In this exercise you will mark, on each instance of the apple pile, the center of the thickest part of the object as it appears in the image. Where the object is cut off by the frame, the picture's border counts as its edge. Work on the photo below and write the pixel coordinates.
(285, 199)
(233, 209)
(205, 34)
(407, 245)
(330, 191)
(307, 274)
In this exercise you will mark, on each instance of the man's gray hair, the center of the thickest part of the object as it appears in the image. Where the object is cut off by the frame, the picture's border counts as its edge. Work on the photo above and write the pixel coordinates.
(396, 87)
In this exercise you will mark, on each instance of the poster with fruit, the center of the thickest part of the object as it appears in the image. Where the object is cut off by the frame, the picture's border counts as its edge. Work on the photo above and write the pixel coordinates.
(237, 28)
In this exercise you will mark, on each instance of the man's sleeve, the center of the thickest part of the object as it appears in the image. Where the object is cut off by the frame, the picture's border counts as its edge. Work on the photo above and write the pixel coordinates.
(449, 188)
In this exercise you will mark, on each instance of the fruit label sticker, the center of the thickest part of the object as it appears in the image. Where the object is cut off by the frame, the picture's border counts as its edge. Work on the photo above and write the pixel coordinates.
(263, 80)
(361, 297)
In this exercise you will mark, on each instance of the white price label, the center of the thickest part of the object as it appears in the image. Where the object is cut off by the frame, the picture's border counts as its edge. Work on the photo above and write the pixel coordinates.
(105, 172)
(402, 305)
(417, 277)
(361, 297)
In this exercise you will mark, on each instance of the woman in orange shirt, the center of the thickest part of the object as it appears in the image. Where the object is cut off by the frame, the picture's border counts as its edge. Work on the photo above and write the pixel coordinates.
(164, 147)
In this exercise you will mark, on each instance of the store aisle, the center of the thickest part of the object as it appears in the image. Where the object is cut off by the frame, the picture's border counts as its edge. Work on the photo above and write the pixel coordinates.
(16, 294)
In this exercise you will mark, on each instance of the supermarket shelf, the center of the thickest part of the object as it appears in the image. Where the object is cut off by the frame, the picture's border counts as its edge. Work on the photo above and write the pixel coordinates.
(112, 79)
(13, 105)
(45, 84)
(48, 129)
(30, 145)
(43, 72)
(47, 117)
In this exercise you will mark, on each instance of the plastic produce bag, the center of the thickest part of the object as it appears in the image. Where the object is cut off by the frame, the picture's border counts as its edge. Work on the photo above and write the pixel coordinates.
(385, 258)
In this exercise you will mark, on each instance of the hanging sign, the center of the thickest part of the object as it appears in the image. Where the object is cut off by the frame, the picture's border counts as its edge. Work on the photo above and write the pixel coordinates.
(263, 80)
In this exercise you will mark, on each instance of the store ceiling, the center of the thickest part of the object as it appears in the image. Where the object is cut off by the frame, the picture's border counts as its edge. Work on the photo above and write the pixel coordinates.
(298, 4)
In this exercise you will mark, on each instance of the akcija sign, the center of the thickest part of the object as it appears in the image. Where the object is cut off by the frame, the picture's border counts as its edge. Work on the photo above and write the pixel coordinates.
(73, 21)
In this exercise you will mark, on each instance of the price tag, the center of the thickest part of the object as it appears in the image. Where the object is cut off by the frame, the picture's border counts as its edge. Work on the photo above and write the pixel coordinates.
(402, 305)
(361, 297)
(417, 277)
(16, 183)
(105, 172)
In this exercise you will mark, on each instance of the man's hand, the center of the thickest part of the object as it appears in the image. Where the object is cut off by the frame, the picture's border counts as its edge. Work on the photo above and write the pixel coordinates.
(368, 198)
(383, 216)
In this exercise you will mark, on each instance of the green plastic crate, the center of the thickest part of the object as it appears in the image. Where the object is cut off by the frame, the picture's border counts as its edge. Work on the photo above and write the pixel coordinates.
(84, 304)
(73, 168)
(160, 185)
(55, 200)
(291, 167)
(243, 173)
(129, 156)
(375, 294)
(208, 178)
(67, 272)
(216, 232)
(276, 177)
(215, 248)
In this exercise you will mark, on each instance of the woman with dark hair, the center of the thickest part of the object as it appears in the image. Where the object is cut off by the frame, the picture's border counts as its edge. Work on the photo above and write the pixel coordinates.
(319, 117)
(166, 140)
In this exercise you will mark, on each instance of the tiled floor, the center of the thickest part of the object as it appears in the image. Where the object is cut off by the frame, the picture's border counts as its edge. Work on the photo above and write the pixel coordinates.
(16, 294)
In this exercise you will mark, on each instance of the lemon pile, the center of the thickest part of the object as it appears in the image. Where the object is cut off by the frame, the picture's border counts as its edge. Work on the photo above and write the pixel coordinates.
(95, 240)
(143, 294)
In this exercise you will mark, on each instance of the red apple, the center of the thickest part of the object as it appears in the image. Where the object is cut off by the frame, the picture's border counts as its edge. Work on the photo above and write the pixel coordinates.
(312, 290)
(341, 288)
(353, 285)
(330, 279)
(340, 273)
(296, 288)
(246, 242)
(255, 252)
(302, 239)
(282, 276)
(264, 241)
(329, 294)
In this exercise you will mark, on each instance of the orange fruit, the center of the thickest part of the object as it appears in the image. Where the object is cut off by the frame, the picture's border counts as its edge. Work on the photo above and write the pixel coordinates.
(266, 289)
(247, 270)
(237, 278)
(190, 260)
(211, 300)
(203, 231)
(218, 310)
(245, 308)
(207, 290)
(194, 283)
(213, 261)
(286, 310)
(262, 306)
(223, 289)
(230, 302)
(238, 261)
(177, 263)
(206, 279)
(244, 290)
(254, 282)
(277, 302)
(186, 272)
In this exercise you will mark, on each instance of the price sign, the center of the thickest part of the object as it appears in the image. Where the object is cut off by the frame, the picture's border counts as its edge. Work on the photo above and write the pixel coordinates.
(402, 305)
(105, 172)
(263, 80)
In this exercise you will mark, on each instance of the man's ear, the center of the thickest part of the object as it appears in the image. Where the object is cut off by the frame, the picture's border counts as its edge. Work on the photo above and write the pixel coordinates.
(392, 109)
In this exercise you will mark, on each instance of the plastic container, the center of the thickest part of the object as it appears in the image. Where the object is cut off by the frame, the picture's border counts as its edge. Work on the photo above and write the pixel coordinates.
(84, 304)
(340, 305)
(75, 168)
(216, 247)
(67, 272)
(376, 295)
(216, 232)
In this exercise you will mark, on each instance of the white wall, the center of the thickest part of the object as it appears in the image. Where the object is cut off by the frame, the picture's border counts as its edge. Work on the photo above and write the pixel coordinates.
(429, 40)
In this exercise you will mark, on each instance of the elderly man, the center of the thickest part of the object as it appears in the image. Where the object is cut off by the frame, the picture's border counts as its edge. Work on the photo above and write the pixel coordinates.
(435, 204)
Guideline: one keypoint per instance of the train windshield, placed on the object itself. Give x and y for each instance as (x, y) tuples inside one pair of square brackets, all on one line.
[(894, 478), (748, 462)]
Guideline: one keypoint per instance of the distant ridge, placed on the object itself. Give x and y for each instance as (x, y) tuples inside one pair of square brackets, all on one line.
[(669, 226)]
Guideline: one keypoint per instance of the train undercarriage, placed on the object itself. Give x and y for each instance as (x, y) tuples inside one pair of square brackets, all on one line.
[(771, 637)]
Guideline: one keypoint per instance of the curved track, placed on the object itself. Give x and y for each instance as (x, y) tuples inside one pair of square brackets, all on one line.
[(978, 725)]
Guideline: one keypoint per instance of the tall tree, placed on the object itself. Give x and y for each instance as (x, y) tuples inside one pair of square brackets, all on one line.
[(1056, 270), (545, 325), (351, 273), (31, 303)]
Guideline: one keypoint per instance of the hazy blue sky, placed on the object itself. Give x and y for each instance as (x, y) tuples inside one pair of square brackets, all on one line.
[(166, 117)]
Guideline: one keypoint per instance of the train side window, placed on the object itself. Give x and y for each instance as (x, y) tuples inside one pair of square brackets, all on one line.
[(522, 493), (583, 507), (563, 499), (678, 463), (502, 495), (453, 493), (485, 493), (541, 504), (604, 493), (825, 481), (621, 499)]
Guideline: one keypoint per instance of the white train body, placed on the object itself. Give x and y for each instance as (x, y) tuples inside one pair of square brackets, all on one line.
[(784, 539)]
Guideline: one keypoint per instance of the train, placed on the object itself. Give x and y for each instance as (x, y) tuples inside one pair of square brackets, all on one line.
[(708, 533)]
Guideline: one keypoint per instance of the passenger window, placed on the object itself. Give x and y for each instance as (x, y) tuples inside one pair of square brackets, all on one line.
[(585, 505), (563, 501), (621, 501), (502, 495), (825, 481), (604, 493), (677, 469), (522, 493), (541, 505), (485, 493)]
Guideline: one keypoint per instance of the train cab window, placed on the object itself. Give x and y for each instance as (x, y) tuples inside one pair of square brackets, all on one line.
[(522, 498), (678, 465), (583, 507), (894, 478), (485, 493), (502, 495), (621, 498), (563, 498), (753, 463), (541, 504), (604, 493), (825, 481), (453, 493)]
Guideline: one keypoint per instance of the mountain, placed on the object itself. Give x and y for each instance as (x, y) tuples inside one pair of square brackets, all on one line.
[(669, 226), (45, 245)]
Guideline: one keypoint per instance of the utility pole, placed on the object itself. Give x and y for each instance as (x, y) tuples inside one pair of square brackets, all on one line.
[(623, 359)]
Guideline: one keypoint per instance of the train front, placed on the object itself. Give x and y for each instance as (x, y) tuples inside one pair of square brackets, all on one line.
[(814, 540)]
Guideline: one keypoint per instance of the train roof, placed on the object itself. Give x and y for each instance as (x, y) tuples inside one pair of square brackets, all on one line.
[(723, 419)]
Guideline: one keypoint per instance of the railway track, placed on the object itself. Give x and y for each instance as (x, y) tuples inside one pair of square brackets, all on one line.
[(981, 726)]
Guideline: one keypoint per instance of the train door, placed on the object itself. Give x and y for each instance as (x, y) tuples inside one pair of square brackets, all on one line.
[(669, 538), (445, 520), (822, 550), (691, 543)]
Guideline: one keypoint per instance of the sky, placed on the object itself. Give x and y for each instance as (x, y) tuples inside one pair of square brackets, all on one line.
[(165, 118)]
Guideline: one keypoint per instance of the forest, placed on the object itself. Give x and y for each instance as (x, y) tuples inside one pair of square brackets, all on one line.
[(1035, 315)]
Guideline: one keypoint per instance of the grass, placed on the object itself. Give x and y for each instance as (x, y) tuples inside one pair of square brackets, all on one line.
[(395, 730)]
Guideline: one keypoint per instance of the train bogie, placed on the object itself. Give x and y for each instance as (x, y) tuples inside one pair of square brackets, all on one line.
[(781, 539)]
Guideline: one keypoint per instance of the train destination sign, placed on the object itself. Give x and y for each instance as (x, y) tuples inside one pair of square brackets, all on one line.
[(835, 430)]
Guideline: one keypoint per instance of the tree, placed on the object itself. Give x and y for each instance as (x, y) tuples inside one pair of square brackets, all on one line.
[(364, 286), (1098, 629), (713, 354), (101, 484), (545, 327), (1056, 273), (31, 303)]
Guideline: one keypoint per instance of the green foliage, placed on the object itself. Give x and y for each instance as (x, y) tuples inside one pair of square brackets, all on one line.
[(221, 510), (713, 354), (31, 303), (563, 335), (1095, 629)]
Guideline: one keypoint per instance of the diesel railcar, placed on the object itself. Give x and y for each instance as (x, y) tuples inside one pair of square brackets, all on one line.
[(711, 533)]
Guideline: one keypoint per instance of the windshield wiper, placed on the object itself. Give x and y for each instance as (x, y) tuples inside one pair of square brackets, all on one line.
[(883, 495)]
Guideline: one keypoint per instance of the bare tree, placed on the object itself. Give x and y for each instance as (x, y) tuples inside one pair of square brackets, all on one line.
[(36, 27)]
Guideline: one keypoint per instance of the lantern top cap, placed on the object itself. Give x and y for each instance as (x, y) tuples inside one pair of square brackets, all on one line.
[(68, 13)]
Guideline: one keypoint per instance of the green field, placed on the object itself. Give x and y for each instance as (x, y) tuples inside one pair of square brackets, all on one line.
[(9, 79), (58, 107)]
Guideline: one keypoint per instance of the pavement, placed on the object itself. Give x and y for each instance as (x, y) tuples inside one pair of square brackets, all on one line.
##########
### [Short problem]
Render the data from the line with "Guideline: one keypoint per instance of the train, placed" to the line with "505), (485, 493)]" as a Markdown table with the columns Row and Line, numbering each line and leaving out blank lines.

### [Expected output]
| Row | Line |
|---|---|
| 1 | Guideline: one keypoint per instance of the train, placed on the object itself. Give x and y for each instance as (x, y) tuples inside one pair of square brackets, all on one line. |
| 2 | [(708, 533)] |
| 3 | Guideline: one keypoint per instance of the passenger window, placed on the object itself. Give x and y for each instance as (x, y) tuples inside one pair of square brackets, all on one line. |
| 4 | [(585, 505), (563, 501), (621, 501), (502, 495), (825, 481), (604, 493), (677, 469), (522, 493), (541, 505), (485, 493)] |